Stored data
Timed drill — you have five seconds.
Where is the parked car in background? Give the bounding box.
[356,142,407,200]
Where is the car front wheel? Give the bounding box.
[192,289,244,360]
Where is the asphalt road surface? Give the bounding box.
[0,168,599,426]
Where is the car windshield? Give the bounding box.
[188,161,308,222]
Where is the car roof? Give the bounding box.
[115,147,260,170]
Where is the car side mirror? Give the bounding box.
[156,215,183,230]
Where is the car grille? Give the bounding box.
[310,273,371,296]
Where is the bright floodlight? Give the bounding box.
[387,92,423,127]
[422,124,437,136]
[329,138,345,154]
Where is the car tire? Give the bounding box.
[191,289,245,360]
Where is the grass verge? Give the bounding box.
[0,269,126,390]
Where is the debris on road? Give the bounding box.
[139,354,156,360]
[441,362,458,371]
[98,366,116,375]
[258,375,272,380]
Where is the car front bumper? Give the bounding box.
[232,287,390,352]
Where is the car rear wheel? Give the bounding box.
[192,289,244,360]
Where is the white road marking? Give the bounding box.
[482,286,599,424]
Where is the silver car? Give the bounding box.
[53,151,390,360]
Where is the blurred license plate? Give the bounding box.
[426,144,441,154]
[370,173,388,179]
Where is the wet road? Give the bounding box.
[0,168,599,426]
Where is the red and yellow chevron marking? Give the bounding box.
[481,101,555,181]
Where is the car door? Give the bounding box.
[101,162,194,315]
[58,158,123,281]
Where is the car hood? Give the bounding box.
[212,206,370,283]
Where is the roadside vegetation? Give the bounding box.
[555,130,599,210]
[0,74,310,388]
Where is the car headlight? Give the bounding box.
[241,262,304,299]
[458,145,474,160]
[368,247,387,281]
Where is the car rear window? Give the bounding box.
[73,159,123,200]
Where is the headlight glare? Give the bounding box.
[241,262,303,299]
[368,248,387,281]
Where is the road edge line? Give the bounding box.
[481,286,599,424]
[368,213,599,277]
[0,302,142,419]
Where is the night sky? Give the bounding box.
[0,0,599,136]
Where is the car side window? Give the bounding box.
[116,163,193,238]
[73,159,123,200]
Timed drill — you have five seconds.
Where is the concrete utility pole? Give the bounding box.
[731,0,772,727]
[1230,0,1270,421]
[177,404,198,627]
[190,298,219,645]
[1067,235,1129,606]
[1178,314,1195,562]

WORK TO BE COMPLETED | Copy out all the records again, substituting "enclosing rectangle" for every occurrence of "bounding box" and leaving everything else unchanged.

FINISHED ANSWER |
Timed drill — you have five seconds.
Where is the parked car in background? Give the enclosing rectangle.
[356,142,407,200]
Where is the car front wheel? Give the enclosing rectangle.
[192,289,244,360]
Where is the asphalt road surface? Give the enclosing rectangle.
[0,168,599,426]
Where is the car windshield? Give the enclosing rectangle.
[188,161,308,222]
Where is the car roof? Give the enclosing rectangle.
[115,147,260,170]
Where is the car side mirror? Give the enclosing rectangle.
[156,215,183,230]
Where is the car grille? Give the enclosing rectangle.
[310,273,371,296]
Where is the bright floodlight? Give the enclosing rectangle.
[387,92,423,127]
[422,124,437,136]
[329,138,345,154]
Where is the car tire? Give the enclosing rectangle.
[191,289,245,360]
Where is the grass verge? Give the enclosing rectangle.
[0,269,126,390]
Where is the debris on road? Give the enclosing rectangle.
[139,354,156,360]
[441,362,458,371]
[98,366,116,375]
[258,375,272,380]
Where is the car front bumper? Give the enclosing rectangle.
[232,287,390,352]
Where is the car rear wheel? Give the enclosing rectangle.
[192,289,244,360]
Where is the white road marking? Give the enclosing rectangle.
[482,286,599,424]
Where is the silver car? Give the enclosing rectangle.
[53,151,390,360]
Where is the blurred license plate? Give the enclosing rectangle.
[426,144,441,154]
[370,173,388,179]
Where is the wet road? Give the enclosing rectangle.
[0,168,599,426]
Where is the red and yellow chevron marking? Give the enclosing rectangle.
[481,101,555,181]
Where is the car door? Give the enclosing rectangle.
[101,162,194,315]
[58,158,123,281]
Where is the car hood? Give the enclosing rectangle.
[212,206,370,283]
Where is the roadside vegetation? Give the enclosing rectangle.
[555,130,599,210]
[0,74,310,388]
Where is the car headlight? Give the enclosing rectangle.
[241,262,304,299]
[458,145,474,160]
[368,247,387,281]
Where is the car rear window? Give the enclosing rectangle.
[73,159,123,200]
Where is the headlight glare? Give the enclosing rectangle.
[241,262,303,299]
[368,248,387,281]
Where is the road edge line? Give the enclosing rectangle.
[481,286,599,424]
[368,213,599,277]
[0,302,142,419]
Where is the night sky? Give the enclosing rectangle.
[0,0,599,136]
Where is the car side window? Give the enclosing rectangle.
[116,163,193,238]
[73,159,123,200]
Timed drill — you have five seconds.
Where is the concrete utility pole? Give the enclosing rectangle.
[731,0,772,727]
[1230,0,1270,421]
[177,404,198,627]
[190,298,219,645]
[1067,235,1129,606]
[1178,314,1195,562]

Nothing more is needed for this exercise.